◆ PROBLEM REQUIREMENTS
Please answer from the FPGA passage below: what does the "population count" function represent?

◆ SUPPLIED PASSAGE
Some FPGA applications require large numbers of compressors. For example, binary neural networks are networks that quantize weights and activations with binary values instead of full precision values. Binary neural networks often require implementation of a function called “population count” or “pop count”. This function represents the number of ones among a set of M Boolean inputs as a log2(M)-bit binary output value. Pop counters are typically implemented using many compressors.
According to an aspect of the present invention, a logic cell for a programmable logic integrated circuit apparatus is presented. The logic cell includes K-input lookup table (LUT) circuitry including: i) a first (K−1)-input LUT and a second (K−1)-input LUT both sharing in common second through Kth inputs to the K-input LUT, each of the first and second (K−1)-input LUTs having an output; and ii) a first multiplexer having a first input coupled to the output of the first (K−1)-input LUT, a second input coupled to the output of the second (K−1)-input LUT, and a select input coupled to a first input of the K-input LUT circuitry. The first multiplexer provides a primary output Y of the logic cell, wherein Y is any independent function of the K inputs. The logic cell includes a carry circuit with an X multiplexer coupled to provide an output selected from one of a constant logic reference and the primary output Y; and an exclusive-OR gate providing a sum output S, wherein the exclusive-OR gate is coupled to receive the output of the X multiplexer as a first input and a carry-input as a second input.

◆ RECORD EXCERPTS
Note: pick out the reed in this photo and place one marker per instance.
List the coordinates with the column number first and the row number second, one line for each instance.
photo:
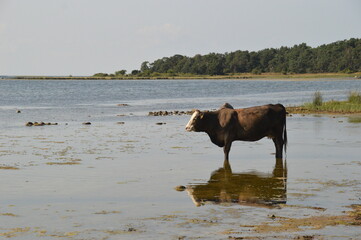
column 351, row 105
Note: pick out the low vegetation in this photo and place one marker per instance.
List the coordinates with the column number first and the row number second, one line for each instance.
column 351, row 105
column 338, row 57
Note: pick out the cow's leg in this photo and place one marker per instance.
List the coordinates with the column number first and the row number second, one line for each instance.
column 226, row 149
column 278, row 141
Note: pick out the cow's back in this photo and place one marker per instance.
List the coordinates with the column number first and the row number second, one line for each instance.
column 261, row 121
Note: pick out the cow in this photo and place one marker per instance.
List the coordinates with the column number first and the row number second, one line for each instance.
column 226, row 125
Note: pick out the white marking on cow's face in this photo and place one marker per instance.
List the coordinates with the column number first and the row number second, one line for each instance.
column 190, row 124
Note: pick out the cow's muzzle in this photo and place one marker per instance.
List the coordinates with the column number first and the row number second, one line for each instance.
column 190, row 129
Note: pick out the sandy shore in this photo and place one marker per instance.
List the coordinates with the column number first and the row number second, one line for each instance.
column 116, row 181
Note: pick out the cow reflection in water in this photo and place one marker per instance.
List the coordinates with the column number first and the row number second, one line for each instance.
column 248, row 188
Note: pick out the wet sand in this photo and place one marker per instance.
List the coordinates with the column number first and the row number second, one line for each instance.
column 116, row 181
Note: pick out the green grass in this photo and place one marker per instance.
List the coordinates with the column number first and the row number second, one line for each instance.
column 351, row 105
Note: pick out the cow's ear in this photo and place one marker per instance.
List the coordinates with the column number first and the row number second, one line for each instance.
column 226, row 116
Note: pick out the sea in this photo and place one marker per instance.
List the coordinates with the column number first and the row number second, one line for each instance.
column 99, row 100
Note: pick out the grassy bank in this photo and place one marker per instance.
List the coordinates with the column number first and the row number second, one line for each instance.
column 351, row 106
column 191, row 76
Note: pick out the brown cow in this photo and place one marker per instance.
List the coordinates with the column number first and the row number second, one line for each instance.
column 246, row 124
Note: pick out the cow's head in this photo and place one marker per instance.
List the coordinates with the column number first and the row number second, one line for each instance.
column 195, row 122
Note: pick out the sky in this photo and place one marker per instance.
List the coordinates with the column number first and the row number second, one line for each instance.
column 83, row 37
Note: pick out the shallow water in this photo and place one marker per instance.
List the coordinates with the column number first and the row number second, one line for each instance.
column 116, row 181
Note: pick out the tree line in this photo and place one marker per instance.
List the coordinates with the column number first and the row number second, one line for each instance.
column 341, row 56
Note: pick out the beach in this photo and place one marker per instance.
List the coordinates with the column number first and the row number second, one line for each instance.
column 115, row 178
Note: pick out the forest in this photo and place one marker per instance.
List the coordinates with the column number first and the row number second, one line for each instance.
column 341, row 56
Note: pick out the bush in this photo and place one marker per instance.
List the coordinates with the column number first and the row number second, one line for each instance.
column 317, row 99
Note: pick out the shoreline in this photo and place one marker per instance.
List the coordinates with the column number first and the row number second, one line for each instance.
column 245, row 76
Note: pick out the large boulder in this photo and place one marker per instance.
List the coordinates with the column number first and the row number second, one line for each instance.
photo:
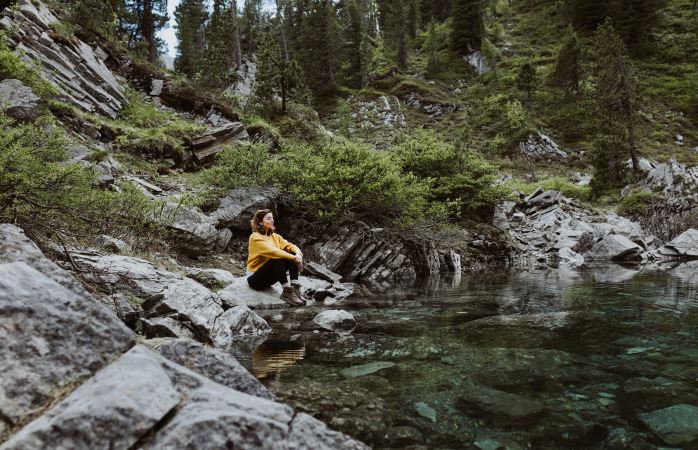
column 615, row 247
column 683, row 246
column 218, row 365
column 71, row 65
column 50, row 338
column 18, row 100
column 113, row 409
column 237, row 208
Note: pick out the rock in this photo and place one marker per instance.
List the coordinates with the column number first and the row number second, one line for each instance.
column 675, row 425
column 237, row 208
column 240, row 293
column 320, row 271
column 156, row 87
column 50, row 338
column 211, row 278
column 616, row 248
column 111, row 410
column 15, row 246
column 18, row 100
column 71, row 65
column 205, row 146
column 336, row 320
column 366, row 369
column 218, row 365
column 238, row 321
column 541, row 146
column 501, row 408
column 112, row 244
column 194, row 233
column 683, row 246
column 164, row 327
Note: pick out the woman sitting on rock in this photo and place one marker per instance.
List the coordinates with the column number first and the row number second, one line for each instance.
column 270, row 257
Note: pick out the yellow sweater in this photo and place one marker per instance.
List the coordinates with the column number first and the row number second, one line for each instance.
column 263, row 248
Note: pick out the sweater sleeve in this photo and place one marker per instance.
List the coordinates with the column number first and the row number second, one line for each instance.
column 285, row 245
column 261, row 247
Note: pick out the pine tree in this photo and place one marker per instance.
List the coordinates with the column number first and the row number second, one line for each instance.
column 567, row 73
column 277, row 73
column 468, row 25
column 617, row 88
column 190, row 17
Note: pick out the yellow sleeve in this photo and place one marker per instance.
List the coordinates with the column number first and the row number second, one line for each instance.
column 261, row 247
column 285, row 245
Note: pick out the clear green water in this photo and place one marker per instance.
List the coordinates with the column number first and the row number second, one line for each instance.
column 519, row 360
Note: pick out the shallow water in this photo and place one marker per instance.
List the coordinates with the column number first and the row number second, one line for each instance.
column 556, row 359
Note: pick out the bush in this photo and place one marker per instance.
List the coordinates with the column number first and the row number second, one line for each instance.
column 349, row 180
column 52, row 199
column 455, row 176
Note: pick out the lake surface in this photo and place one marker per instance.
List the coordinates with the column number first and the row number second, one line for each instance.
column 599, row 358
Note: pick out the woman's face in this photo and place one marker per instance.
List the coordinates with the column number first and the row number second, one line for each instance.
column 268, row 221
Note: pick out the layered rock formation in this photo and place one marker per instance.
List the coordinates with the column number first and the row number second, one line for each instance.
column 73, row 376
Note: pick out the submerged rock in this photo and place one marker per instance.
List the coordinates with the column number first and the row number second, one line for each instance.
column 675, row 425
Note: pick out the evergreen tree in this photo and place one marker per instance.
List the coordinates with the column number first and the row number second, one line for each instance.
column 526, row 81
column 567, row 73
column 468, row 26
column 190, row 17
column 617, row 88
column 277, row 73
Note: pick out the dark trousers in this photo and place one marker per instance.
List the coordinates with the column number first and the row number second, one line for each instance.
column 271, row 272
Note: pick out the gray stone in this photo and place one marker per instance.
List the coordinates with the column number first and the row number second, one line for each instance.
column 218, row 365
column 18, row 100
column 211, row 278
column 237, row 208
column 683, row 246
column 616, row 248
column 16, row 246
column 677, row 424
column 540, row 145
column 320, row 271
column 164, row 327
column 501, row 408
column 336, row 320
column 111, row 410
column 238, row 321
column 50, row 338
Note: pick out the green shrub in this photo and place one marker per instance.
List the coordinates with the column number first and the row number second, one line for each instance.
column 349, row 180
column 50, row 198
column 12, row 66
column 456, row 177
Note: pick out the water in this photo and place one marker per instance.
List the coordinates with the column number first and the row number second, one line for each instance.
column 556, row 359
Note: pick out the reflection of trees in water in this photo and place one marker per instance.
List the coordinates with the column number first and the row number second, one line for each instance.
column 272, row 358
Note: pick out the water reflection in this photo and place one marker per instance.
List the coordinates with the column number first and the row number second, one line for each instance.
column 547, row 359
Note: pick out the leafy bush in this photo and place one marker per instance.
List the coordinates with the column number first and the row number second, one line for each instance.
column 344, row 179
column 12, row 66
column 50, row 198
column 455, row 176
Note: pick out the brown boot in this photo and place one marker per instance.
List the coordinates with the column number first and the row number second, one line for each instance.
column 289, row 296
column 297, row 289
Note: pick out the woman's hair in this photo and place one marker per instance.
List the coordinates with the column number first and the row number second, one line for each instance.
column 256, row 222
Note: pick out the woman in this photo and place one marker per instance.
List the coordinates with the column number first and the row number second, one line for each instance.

◆ SOLUTION TO THIS TASK
The number of ones among a set of M Boolean inputs, expressed as a log2(M)-bit binary output value.